◆ **Exercise aim**:
List every line in the rows that contains the word "below".

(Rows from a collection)
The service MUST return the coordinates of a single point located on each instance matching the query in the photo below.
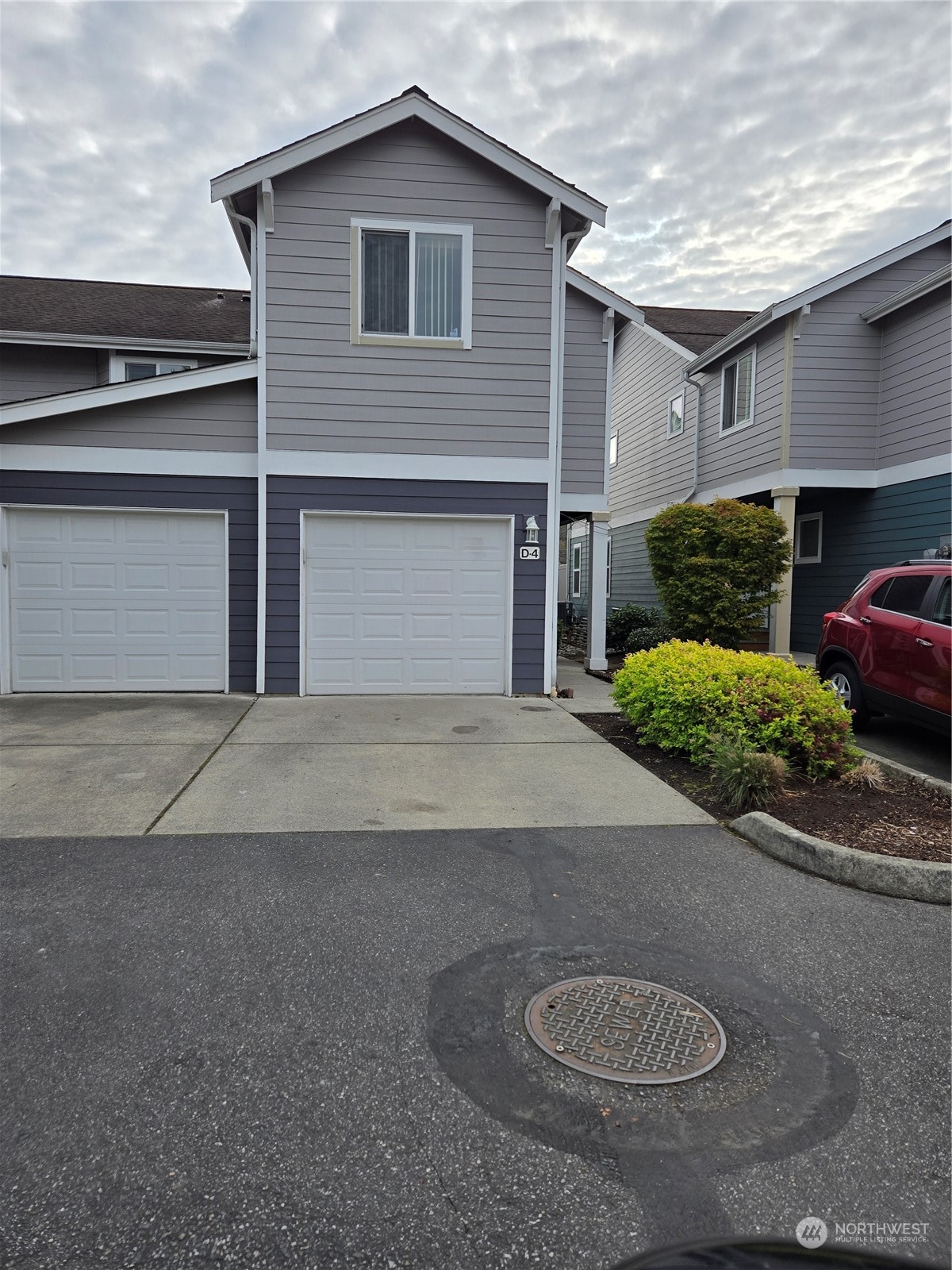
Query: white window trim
(748, 423)
(577, 571)
(799, 521)
(405, 226)
(118, 362)
(672, 399)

◆ **Written solution**:
The service MUST return the coordinates of a single point located on each instance matching the query in the photo below.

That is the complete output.